◆ EXERCISE PASSAGE ◆
Sunday, May 14, 2017

Great Expectations

“As hard as you think it’s going to be, you wind up wishing it was that easy.” Emma Horton, on her death bed, to her husband, Flap, who has just confidently asserted that he will carry on raising their children after she is gone. (Terms of Endearment)

I’m not a fan of Mother’s Day.

I love being a mother, and I love my children. I am extraordinarily grateful that I was able to participate in the creation of their lives. Bearing and raising children is a gift from the universe that I honor and respect.

That being said, I am not a fan of Mother’s Day.

As a teenager, I remember on one occasion telling my mother that I couldn’t wait until I had children of my own, because I was sure I’d do a better job than she was doing. The naivete is astounding, isn’t it?

Growing up, I always thought I’d be a mother, and I always believed I’d be good at it. I didn’t feel that I had many gifts and talents, but for some reason, I always believed in my ability to parent when the time came.

I had my first child shortly before turning 30. I had been a pediatric nurse for several years by this time, and I was comfortable around infants and children. And yet, when my own baby was less than a week old, I tearfully begged my mother not to leave me alone with her because I WASN’T READY TO BE A MOTHER.

The reality of actually being someone’s mother was far more terrifying than I had anticipated, and my confidence fled.

The 27 years since that day have taught me that I was right to be afraid. The job has challenged me in ways I never imagined possible.

If someone compliments my skills as a nurse, I proudly accept their praise without pause. If someone tells me I’m a good wife, I agree and smile.

If someone tells me I am a good mother, I hem and haw and stammer as I attempt to brush off the compliment.

Why, I wonder?

I think the answer lies in expectations. (Which, according to Anne Lamott, are “resentments under construction.”)

Way back in my youth, when I imagined myself as a mom, I pictured a passel of mini-me’s running around at my feet, pausing to gaze at me in adoration, listening raptly as I read to them, or instructed them, or scolded them. I pictured myself patiently explaining the reasons for my discipline, which would always be received with gratitude. I imagined them coming home to me after school and telling me of their day while eating the cookies I had baked with love and drinking the milk I had freshly drawn from the cow in our backyard.

Really! Ok, not really. I never wanted a cow in my backyard.

But the rest? Yes, I was that naïve.

What I neglected to factor in was the personalities of the littles I was imagining in my future.

Our kids come “with their bags packed” (thanks, Ann Cannon). Their personalities are hard-wired from conception. They are not blank slates waiting for us to imprint our wishes and desires on them. Nor are they miniature replicas of us, their parents, authors of their creation.

◆ DATA SEGMENT ◆
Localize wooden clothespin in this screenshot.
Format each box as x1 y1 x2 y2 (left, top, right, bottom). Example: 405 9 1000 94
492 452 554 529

◆ ASSIGNMENT ◆
Reproduce the portion of the Mother's Day essay starting with "If someone tells me I am" and going on through "in our backyard.".

◆ EXERCISE ANSWER ◆
If someone tells me I am a good mother, I hem and haw and stammer as I attempt to brush off the compliment.

Why, I wonder?

I think the answer lies in expectations. (Which, according to Anne Lamott, are “resentments under construction.”)

Way back in my youth, when I imagined myself as a mom, I pictured a passel of mini-me’s running around at my feet, pausing to gaze at me in adoration, listening raptly as I read to them, or instructed them, or scolded them. I pictured myself patiently explaining the reasons for my discipline, which would always be received with gratitude. I imagined them coming home to me after school and telling me of their day while eating the cookies I had baked with love and drinking the milk I had freshly drawn from the cow in our backyard.